Task prompt: Rewrite the stretch of the listing from the line containing "Tag any visible choppy sea surface." through the line containing "[216,494,231,514]", replacing "handrail" with "railing" and leaving everything else unchanged.

Exercise material start

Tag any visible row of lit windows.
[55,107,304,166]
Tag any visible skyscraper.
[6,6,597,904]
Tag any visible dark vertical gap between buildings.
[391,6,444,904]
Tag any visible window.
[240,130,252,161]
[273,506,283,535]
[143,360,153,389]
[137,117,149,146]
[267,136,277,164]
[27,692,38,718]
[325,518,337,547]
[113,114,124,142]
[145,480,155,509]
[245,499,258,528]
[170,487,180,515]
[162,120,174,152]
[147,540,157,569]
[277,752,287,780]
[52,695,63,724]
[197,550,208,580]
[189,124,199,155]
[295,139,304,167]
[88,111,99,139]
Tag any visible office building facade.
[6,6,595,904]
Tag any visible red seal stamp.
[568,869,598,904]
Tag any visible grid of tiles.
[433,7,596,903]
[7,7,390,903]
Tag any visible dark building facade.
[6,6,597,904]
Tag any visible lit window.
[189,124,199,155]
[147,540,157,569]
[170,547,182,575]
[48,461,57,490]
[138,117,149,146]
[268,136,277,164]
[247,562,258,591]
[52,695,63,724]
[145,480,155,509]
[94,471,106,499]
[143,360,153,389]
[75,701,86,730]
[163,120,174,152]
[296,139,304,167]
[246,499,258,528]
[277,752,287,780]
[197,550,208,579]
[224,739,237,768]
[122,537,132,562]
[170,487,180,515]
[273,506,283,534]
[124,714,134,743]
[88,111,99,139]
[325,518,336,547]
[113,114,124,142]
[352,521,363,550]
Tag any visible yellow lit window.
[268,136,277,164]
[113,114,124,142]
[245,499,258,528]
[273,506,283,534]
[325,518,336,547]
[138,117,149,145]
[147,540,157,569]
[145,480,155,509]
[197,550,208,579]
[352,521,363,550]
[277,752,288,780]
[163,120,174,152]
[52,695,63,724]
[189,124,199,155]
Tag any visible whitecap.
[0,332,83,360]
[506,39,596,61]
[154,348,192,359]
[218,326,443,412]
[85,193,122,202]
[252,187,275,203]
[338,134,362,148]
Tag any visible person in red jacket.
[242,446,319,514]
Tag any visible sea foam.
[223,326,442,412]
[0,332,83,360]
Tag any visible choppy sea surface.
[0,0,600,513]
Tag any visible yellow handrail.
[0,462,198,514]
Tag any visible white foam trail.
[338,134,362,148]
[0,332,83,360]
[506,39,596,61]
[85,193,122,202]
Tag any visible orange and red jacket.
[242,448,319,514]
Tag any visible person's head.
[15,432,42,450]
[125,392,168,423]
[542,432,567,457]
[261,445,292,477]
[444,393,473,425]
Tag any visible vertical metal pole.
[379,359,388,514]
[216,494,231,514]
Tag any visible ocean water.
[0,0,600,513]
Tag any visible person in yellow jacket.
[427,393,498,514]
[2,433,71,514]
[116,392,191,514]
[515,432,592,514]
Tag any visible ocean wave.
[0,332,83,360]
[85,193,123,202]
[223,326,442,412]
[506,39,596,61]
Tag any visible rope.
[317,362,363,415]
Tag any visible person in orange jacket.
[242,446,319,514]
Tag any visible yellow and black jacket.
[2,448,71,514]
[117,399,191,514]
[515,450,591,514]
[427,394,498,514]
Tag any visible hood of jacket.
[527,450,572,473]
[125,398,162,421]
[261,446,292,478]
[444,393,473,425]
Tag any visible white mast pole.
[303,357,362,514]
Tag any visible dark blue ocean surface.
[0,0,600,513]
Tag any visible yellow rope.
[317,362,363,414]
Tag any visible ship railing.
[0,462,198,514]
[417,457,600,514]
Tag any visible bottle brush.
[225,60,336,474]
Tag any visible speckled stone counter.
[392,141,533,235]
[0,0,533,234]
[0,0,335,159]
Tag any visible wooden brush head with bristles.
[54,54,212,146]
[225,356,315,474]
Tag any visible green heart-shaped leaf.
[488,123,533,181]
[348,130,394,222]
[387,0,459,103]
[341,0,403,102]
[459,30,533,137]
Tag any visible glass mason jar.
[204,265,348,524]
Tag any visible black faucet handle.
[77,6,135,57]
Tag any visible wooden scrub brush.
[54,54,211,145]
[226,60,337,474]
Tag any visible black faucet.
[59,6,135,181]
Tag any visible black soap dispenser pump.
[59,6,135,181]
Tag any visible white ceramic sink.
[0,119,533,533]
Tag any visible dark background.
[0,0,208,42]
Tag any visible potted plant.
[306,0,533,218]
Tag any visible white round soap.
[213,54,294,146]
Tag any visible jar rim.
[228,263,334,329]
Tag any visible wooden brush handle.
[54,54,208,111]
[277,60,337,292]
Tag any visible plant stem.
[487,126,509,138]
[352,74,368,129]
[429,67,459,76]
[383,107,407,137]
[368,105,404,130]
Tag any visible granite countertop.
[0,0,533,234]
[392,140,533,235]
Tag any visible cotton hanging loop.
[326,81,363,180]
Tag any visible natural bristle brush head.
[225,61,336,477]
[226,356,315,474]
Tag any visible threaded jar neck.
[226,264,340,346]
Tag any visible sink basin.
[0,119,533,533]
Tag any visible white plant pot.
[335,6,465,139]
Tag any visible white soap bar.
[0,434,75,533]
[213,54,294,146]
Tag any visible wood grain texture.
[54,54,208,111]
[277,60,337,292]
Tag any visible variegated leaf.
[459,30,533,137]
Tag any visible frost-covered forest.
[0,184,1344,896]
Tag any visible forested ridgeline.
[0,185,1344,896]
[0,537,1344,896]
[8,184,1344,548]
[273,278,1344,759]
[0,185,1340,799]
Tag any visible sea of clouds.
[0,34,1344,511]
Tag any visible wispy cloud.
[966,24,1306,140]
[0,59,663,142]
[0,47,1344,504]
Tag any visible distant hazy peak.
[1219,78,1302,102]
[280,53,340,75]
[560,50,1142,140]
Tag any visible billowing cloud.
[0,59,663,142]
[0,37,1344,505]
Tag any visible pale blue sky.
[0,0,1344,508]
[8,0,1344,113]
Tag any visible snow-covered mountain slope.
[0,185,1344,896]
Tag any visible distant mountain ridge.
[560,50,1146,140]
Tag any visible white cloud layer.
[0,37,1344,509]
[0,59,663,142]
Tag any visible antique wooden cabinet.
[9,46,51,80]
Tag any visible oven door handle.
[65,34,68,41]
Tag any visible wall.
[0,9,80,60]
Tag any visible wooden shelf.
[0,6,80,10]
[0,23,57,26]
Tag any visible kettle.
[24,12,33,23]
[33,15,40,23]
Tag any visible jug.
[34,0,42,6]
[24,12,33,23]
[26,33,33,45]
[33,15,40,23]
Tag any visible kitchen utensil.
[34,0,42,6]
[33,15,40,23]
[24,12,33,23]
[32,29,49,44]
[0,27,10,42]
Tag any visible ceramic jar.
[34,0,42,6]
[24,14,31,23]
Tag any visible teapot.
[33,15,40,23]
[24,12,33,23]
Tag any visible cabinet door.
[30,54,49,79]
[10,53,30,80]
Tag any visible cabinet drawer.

Exercise material end

Task solution:
Tag any visible choppy sea surface.
[0,0,600,513]
Tag any visible yellow railing.
[0,462,198,514]
Tag any visible white foam trail.
[338,134,362,148]
[0,332,83,360]
[506,39,596,61]
[85,193,122,202]
Tag any visible orange and red jacket.
[242,448,319,514]
Tag any visible person's head.
[15,432,42,450]
[125,392,168,423]
[542,432,567,457]
[261,445,292,477]
[444,393,473,425]
Tag any visible vertical metal pole.
[379,359,388,514]
[216,494,231,514]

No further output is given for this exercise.